▶ [Task description]: In the blog post below, find every passage enclosed in quotation marks. List them in the order they appear.

As the days have grown closer to his departure, I have begun to realize just how much I have counted on him to do things for me here at home.  Believe it or not, with a mom only 5 feet tall, Grahame is an entire foot taller than I am.  His long arms reach effortlessly to take down things that I can only think of attempting by using a ladder, and a tall ladder at that.  So when lightbulbs have gone out or I need something from the highest kitchen cupboard shelf and a host of other things, it was Grahame that always came to my rescue. Yet even with all of the help he has given me with those things, there is something even more crucial and ok, I gotta embarrassingly say it, that I've had to ask his help with.  Ok, here goes (gulp)~I would be the very first to admit it to you friends, I understand little about technology.  THERE, so I said it and in doing so, I can just imagine some of you reading this blog post saying, "I'm with you there sister.  Been there, done that and still doing that.."  Whew, and if so, if you are shaking your head in agreement with my plight of being "techno illiterate", then I thank you my friends for helping me to understand I am certainly not alone in this.  There are many of us in the same "proverbial" boat and it has been Grahame who rescued me from sinking in it many a time.

[Dataset excerpt]
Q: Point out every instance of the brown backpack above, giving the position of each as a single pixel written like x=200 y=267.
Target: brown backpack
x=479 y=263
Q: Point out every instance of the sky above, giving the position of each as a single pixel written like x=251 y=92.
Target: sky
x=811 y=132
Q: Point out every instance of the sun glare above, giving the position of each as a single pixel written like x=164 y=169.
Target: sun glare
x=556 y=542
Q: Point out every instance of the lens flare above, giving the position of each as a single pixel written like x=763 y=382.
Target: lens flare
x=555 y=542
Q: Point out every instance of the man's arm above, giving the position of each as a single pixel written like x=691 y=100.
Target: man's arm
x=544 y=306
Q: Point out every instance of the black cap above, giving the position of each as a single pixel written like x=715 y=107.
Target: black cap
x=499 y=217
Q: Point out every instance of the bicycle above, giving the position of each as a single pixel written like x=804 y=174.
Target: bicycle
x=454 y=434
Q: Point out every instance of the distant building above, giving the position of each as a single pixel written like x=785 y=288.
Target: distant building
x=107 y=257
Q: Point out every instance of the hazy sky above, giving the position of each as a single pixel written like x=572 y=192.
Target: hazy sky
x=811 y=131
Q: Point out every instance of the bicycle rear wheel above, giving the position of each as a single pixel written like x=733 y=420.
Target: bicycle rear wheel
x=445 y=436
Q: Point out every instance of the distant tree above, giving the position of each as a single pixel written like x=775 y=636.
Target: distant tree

▶ [Written response]:
1. I'm with you there sister. Been there, done that and still doing that..
2. techno illiterate
3. proverbial